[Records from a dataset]
================
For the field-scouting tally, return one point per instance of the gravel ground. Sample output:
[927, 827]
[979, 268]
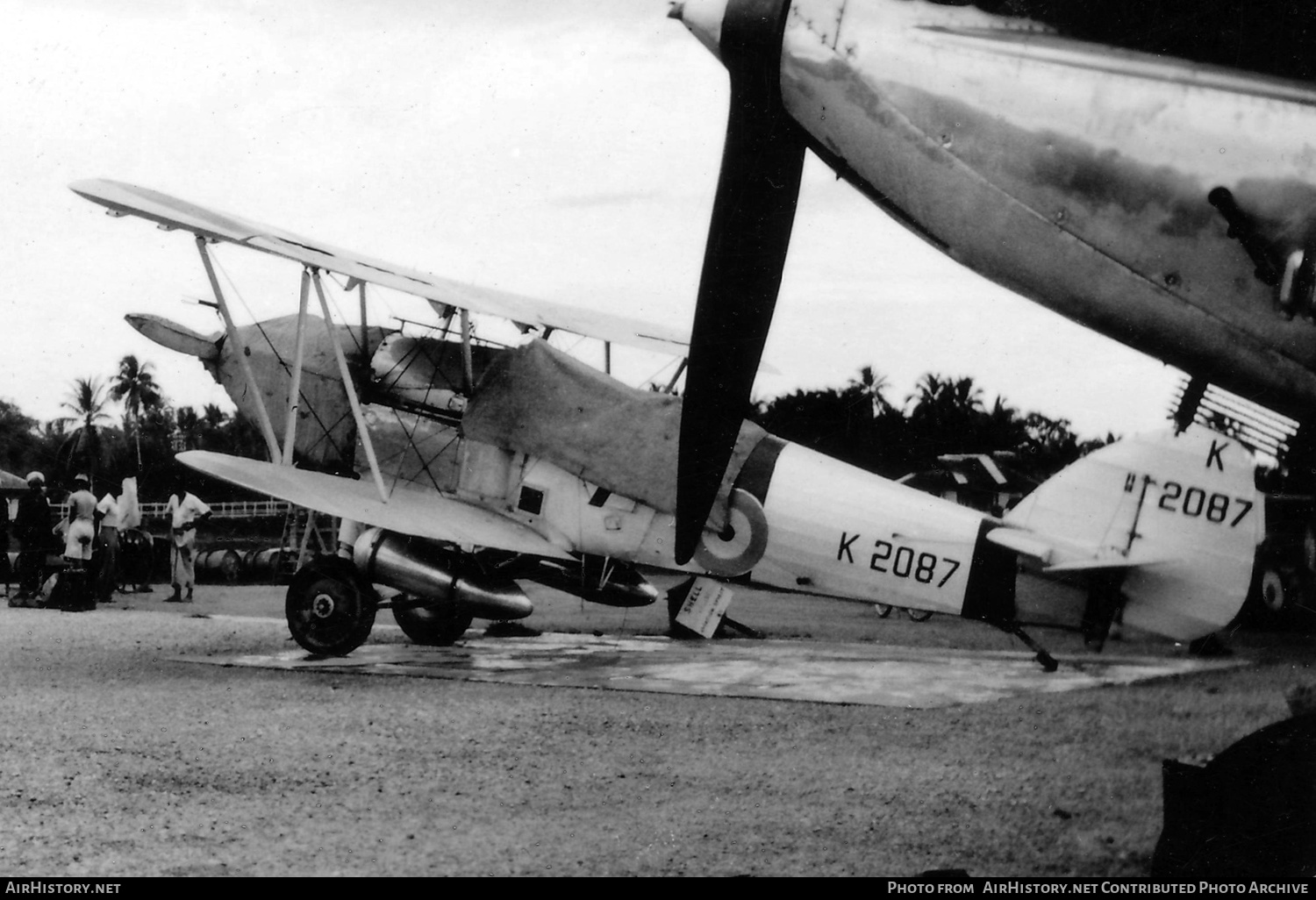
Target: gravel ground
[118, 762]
================
Rewrite the data above, swapping each "gravel ground" for "stony ground" and keeping everything else the same. Leave the pictures out.

== Task answer ==
For the field-scouting tally, return one point per instance of the stony ground. Sample output:
[927, 827]
[979, 268]
Target: stony ground
[118, 762]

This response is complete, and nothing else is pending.